Wo entdeckte Stuart Craig laut dem Text über das Waisenhaus bei der Motivsuche das Gebäude, das die Außenansicht inspirierte?

### QUELLENAUSZUG
────────
Wirkt wie ein Gefängnis
Laut Produktionsdesigner Stuart Craig ist die Außenansicht des Waisenhauses von einem Gebäude inspiriert, das er bei der Motivsuche im Hafengebiet von Liverpool entdeckte. „Dort steht ein großer Backsteinklotz, der das gesamte Viertel dominiert“, berichtet er. „Es sieht sehr bedrohlich aus, wirkt wie ein Gefängnis – das inspirierte unseren Entwurf. Bei der Innenausstattung verwendeten wir glasierte Kacheln, wie sie in viktorianischen Anstalten gern verwendet wurden, weil sie sehr haltbar und leicht zu reinigen waren. Sie wirken so düster und bedrückend, dass sie genau der Atmosphäre entsprechen, die wir uns für das Waisenhaus vorstellten.“ Im Waisenhaus wird Dumbledore in einen tristen Raum geführt, wo er dem kalten Blick des jungen Tom Riddle begegnet. Die Rolle des elfjährigen Tom wird von Hero Fiennes Tiffin gespielt, der zufällig der Neffe des Voldemort-Darstellers Ralph Fiennes ist. „Tom ist ein bedrückter, finsterer Junge“, sagt Tiffin, der zehn Jahre alt war, als er die Rolle des Tom Riddle bekam. „Er hat ungewöhnliche Fähigkeiten und kann jedem weh tun, der ihn schlecht behandelt. Er hat im Waisenhaus keine Freunde, und deswegen stiehlt er den anderen ihre Sachen, weil er sich ihnen dadurch nahe fühlt. Das ist richtig traurig.“ „Hero zeigt eine fantastische Leistung“, berichtet Heyman. „Er ist ein sehr netter, liebenswerter Junge, doch es gelingt ihm, sich auf ganz unheimliche Weise von seinem eigenen Wesen zu distanzieren – er spielt derart kontrolliert, dass uns bei seinem Auftritt das kalte Grausen packt.“ „Er ist so lieb und nett, wie man ihn sich nur vorstellen kann“, bestätigt Yates. „Und er reagiert sehr gut auf Regieanweisungen. Das lief völlig unproblematisch, weil er sehr viel Charisma hat – es ging also nur darum, alle Gefühle abzuschalten und ihn durch seine Zurückhaltung und Ruhe wirken zu lassen.“ Dumbledore erzählt Tom, dass er in Hogwarts lernen kann, wie er die magischen Kräfte kontrollieren und nutzbringend einsetzen kann. Als er geht, weiß er nicht, welchen Denkprozess er damit unwillkürlich ausgelöst hat, „aber man bekommt es mit der Angst zu tun, wenn man überlegt, wie die Weichen vor so vielen Jahren gestellt wurden“, sagt David Barron.
────────
### GESAMMELTES MATERIAL
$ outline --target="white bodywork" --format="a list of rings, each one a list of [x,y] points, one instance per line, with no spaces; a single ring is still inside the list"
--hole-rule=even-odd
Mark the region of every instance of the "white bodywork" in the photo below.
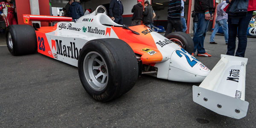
────────
### VOLLSTÄNDIGE AUSGABE
Im Hafengebiet von Liverpool.